Aim of the task: Repeat the whole listing exactly.

Supplied records:
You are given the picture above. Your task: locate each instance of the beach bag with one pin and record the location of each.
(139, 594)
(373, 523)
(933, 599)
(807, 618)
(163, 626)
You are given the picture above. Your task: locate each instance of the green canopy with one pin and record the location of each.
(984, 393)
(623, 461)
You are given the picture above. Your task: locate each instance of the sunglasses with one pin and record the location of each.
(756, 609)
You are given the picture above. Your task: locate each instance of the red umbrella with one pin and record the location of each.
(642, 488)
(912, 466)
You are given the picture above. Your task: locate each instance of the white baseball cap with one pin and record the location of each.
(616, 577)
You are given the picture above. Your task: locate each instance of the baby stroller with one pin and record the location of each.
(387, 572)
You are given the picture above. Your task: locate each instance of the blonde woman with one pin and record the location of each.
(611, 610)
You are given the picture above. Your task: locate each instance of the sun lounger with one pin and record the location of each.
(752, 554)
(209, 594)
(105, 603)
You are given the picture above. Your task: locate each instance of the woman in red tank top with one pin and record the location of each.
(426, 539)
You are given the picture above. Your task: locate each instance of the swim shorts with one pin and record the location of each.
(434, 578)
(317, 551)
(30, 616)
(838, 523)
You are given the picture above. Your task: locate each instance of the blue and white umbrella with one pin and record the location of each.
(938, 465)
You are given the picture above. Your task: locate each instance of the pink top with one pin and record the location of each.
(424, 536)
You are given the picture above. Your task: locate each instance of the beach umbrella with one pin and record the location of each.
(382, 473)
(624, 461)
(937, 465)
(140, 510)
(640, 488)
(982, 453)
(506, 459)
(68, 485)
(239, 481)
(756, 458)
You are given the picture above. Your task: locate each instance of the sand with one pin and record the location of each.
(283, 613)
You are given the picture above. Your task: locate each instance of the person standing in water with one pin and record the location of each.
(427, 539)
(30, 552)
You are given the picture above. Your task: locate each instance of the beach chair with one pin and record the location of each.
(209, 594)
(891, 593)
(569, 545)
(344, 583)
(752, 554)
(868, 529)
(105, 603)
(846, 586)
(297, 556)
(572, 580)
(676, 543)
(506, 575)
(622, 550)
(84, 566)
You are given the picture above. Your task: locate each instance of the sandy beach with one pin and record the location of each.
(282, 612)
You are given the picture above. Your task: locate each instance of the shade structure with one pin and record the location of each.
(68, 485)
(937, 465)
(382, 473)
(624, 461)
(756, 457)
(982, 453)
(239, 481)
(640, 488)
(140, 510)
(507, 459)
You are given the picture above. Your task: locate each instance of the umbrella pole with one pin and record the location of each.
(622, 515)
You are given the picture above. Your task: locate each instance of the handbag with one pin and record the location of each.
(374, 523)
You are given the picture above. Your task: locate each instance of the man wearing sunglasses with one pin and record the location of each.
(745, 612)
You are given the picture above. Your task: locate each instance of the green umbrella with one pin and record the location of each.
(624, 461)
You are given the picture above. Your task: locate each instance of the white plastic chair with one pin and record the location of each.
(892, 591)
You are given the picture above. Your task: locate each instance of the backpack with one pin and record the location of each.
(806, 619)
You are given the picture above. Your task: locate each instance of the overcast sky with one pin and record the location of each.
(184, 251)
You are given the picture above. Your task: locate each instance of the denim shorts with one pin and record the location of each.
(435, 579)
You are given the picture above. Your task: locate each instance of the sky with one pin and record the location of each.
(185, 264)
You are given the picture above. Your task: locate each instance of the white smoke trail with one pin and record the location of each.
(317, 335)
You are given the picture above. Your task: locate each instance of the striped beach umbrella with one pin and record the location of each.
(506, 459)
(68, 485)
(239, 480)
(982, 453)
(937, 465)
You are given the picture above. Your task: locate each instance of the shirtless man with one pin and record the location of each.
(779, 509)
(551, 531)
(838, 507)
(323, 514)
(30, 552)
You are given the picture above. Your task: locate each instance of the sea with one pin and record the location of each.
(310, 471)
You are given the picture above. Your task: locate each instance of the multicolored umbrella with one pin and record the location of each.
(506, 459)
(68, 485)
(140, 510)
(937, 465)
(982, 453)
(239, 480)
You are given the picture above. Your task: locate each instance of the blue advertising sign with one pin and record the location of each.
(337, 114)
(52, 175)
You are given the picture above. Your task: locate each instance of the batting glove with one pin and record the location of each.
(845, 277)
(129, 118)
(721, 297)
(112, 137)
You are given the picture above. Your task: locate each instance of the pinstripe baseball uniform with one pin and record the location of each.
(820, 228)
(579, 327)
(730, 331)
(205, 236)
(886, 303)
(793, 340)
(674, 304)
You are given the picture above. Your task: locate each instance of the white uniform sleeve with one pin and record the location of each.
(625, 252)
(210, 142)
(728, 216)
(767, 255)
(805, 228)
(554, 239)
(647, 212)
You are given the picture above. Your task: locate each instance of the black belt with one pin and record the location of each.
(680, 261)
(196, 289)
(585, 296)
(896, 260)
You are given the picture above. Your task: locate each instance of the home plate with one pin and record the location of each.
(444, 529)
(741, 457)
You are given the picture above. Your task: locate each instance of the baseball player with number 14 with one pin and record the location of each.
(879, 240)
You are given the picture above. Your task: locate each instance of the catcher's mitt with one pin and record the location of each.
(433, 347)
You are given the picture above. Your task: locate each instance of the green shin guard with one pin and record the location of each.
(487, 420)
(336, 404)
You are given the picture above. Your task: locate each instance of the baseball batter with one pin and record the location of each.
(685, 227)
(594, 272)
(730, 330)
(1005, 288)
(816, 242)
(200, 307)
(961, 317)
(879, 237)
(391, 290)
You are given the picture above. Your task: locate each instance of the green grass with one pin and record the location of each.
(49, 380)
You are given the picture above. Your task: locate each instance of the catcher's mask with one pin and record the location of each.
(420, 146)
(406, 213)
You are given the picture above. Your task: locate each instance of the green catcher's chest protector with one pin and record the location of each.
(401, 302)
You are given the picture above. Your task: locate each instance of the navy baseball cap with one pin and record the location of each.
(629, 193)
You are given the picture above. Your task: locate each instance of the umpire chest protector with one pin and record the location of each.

The completed task:
You are given the picture above. Your task: locate each instance of the beach bag with one pin and record the location of each.
(139, 594)
(373, 523)
(933, 599)
(807, 618)
(163, 626)
You are given the picture above. Your task: locate each instance of the green canopy with one pin and record the location of each.
(984, 393)
(623, 461)
You are given the picture above. Your task: locate each instance of the sunglasses with one pin and record the location of each.
(756, 609)
You are given the picture above. Your task: locate each instance of the red umbrella with one pin and record the location of each.
(642, 488)
(912, 466)
You are given the picture above. Your task: locate each instance of the white baseball cap with one pin and record the location of each.
(616, 577)
You are given the picture above. Your task: locate each instance of the baby stroller with one pin and record the location of each.
(387, 572)
You are given the picture above. Your task: locate each instance of the blonde woman with one pin and record the location of each.
(611, 610)
You are given the picture above. Your task: locate each instance of the sun lounger with one pin and record the location of each.
(752, 554)
(209, 594)
(105, 603)
You are given the picture above. Your task: locate each instance of the woman in red tank top with one pin and record the location of each.
(426, 539)
You are given the picture above. Your task: locate each instance of the swim shorts with one pin and record the location of each.
(434, 578)
(317, 551)
(30, 616)
(838, 523)
You are given the picture above. Your task: locate each instance of the blue and white umbrella with one pin and record the location of each.
(938, 465)
You are given the picture above. Your task: locate each instance of the pink top with one pin and record the location of each.
(424, 536)
You are given the picture above. Your task: locate each instance of the beach umbrella with one pin and record the location of each.
(382, 473)
(624, 461)
(937, 465)
(140, 510)
(640, 488)
(982, 453)
(506, 459)
(68, 485)
(239, 481)
(756, 458)
You are given the picture above. Your task: locate each instance of the sand with one pin and record the location of each.
(283, 613)
You are given the picture above. Your task: locate each instance of the person standing in water with one pin and record the location of each.
(427, 539)
(30, 552)
You are given the picture above. Your task: locate each instance of the beach chair with one pin and record the location of each.
(209, 594)
(891, 593)
(569, 545)
(344, 583)
(752, 554)
(868, 529)
(105, 603)
(846, 586)
(297, 556)
(572, 580)
(676, 543)
(506, 575)
(622, 550)
(84, 566)
You are given the picture above. Your task: locate each instance of the sandy beach with one pin and record the location of each.
(282, 612)
You are given the picture above. Your task: locate each instance of the shade structure with one pin and record the location of each.
(68, 485)
(937, 465)
(382, 473)
(624, 461)
(756, 457)
(982, 453)
(239, 481)
(640, 488)
(140, 510)
(507, 459)
You are given the picture above. Your task: locate each instance of the umbrella pole with one pin and record the location of each.
(622, 515)
You are given the picture above. Your task: locate each instance of the handbag with one pin and record the location of each.
(374, 523)
You are given the picture above. Your task: locate each instance of the man wearing sunglasses with one pin and record the location of each.
(745, 612)
You are given the picture above. Your task: locate each instance of the green umbrella with one pin and record the location of each.
(624, 461)
You are given the picture above. Your task: locate each instance of the white plastic chair with one pin and record the location of each.
(892, 591)
You are given the picture above. Your task: locate each instance of the backpack with one pin and record the location of each.
(806, 619)
You are given the picture above. Your task: locate each instance of the overcast sky with one pin and record the location of each.
(184, 251)
You are given the picture above. Your task: locate each instance of the denim shorts with one pin and record the location of each.
(435, 579)
You are given the picture above. Your task: locate each instance of the sky with one pin and record the location of each.
(185, 264)
You are given the picture above. Your task: locate each instance of the white smoke trail with one pin and record the location of each.
(317, 335)
You are given the picture above. Your task: locate each instance of the striped beach umbrella with one pin and record the location of each.
(506, 459)
(68, 485)
(239, 480)
(982, 453)
(937, 465)
You are given the picture above. Your task: locate each instance of the shirtless man with one pin and record the location of each.
(779, 509)
(551, 531)
(838, 507)
(323, 514)
(30, 552)
You are given the picture above. Your task: locate each instance of the sea with one pin and record the location of each.
(310, 471)
You are given the picture above. Your task: locate each instance of the multicolored umbrella with one pin and record the location of each.
(506, 459)
(68, 485)
(140, 510)
(937, 465)
(982, 453)
(239, 480)
You are given the picture above. Your task: locate each instance of the blue advertising sign with one pin and record the location of each.
(337, 114)
(52, 175)
You are given the picture above. Your task: locate each instance of the batting glove with one pin and record the location of each.
(845, 277)
(129, 118)
(721, 297)
(112, 137)
You are given the picture above. Your task: locate each instance of the pinstripe baseball uniform with one pin and record the location of each.
(820, 228)
(579, 327)
(730, 331)
(205, 236)
(886, 303)
(793, 340)
(674, 304)
You are given the picture above. Your task: locate each instance of the white uniform sleeve with one pin and record the location of each.
(625, 252)
(210, 142)
(728, 216)
(767, 255)
(805, 228)
(554, 239)
(647, 212)
You are given the picture above. Your task: locate each instance of the black belt with one pin and record the location of each.
(680, 261)
(196, 289)
(585, 296)
(896, 260)
You are given the picture above. Your task: locate each instance of the home plate with one pin and record the location of each.
(444, 529)
(741, 457)
You are given the picture above. Your task: locate each instance of the baseball player with number 14 with one pin and record the location of each.
(879, 240)
You are given the picture above. Your task: locate each instance of the catcher's mitt with one pin and record the location of each.
(433, 347)
You are given the picture above. Your task: locate each instance of the green shin guard with one pin and record the location of each.
(487, 420)
(336, 404)
You are given the picture above. Your task: locate each instance of the baseball batter with one pin and record the location of each.
(685, 227)
(594, 272)
(730, 330)
(1005, 288)
(816, 242)
(200, 307)
(961, 317)
(879, 237)
(391, 290)
You are given the picture above. Your task: locate each instance of the green grass with one pin and record the location of each.
(49, 380)
You are given the picture above. Your task: locate each instance of the catcher's mask with one pin and record the location of each.
(420, 146)
(406, 213)
You are given the picture above. Your task: locate each instance of the green catcher's chest protector with one pin and record the location of each.
(401, 302)
You are given the picture above. Your task: locate each instance of the navy baseball cap with one pin and record the location of each.
(629, 193)
You are given the picture above. Your task: locate each instance of the umpire chest protector with one pin and record the location of each.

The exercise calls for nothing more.